## Textauszug
----------

Diese Probleme muss Lambrechts Nachfolger lösen
Die Amtsinhaberin ist weg, doch die Misere der Bundeswehr bleibt bestehen. Was der oder die Nächste jetzt angehen muss
Jan Dörner und Theresa Martus
Berlin. Olaf Scholz hat sich offenbar entschieden: Er habe eine „klare Vorstellung“hinsichtlich der Nachfolge für die zurückgetretene Verteidigungsministerin Christine Lambrecht, das sagte der Kanzler bei einem Besuch der Rüstungsfirma Hensoldt in Ulm am Montag. „Ich weiß, wie es aus meiner Sicht weitergehen soll, und wir werden das dann auch rechtzeitig bekanntgeben.“
Zumindest am Montag allerdings behält der Kanzler noch für sich, wer auf Lambrecht folgen soll. Die „Bild“-zeitung meldete, dass mit Arbeitsminister Hubertus Heil, SPD-CHEF Lars Klingbeil (44) und Kanzleramtschef Wolfgang Schmidt drei mögliche Kandidaten aus dem Rennen seien. Doch egal, wer es am Ende nun wird – schon jetzt steht fest: Der oder die nächste Ministerin hat eine Menge Arbeit vor sich. Ein Überblick über die größten Baustellen der deutschen Verteidigungspolitik.

----------

## Inhalt der Datensätze
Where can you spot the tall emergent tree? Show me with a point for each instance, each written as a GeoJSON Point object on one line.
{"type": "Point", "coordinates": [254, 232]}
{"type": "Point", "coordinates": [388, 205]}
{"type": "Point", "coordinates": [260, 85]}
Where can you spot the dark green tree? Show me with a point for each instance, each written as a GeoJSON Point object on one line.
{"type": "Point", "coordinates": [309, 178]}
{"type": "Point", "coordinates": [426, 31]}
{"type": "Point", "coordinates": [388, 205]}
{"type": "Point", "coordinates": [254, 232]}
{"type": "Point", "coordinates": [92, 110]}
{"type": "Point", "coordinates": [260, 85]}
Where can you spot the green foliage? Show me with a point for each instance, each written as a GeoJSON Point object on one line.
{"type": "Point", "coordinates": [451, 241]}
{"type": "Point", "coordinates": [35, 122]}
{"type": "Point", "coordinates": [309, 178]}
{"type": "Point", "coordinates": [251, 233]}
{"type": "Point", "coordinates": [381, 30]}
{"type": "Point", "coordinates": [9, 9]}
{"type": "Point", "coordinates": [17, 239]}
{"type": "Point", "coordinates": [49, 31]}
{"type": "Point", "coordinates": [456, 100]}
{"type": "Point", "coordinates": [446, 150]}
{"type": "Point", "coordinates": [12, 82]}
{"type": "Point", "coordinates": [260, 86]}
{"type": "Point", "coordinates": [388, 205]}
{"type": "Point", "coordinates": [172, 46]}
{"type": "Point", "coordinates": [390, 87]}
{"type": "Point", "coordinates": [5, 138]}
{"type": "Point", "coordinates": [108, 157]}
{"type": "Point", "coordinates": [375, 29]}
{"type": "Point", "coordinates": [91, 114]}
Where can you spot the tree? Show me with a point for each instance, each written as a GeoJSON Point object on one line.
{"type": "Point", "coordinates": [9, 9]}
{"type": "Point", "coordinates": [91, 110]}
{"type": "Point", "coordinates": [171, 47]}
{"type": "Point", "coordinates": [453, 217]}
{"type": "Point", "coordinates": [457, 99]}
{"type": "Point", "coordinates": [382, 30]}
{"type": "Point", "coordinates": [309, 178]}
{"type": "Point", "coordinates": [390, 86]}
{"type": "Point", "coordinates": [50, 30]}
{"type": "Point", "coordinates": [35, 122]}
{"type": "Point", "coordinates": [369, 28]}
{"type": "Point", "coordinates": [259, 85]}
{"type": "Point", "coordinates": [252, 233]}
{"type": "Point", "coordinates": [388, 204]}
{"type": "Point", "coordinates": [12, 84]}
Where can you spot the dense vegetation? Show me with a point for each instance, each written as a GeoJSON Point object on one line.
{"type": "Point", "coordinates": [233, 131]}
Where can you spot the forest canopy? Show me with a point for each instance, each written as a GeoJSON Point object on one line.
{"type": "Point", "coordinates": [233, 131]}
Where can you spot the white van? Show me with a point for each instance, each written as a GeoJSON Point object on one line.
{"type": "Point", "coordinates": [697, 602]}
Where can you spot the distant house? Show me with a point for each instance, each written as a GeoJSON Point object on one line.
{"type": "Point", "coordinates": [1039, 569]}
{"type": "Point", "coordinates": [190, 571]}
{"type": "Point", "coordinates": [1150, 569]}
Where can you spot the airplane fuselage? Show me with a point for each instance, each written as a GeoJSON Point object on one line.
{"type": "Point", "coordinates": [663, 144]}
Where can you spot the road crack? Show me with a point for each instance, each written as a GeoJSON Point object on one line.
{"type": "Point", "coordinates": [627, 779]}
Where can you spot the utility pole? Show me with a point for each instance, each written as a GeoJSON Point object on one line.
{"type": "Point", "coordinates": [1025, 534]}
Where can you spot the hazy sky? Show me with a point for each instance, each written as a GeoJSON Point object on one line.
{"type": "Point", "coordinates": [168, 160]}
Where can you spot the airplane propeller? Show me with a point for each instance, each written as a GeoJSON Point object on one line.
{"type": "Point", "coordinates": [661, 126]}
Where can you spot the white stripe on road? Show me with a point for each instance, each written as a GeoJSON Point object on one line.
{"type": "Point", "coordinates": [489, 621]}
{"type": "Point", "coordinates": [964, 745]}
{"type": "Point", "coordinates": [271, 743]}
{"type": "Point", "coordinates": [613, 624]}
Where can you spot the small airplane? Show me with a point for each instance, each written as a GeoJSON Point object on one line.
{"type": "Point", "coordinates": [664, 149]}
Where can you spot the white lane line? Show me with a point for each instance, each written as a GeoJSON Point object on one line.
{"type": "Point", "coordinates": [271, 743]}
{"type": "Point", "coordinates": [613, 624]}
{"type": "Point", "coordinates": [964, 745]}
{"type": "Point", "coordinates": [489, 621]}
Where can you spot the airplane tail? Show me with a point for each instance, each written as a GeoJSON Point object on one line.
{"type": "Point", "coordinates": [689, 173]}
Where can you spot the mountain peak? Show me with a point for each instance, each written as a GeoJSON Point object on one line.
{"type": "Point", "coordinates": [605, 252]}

----------

## Kurze Aufgabe
Führen Sie den Artikel über Lambrechts Nachfolge an der Stelle fort, an der er aufhört. Die Datensätze stehen in keinem Zusammenhang mit dem Artikel über Lambrechts Nachfolge.

## Antwort zur Aufgabe
Die 100 Milliarden Euro Sondervermögen für die Bundeswehr, die der Bundeskanzler kurz nach dem Überfall Russlands im vergangenen Jahr ankündigte, klingen nach viel Geld. Doch die Löcher, die zu stopfen sind, sind groß, und die Summe, gestreckt über mehrere Jahre und in der Kaufkraft geschrumpft durch die hohe Inflation, ist kleiner, als sie zunächst wirkt.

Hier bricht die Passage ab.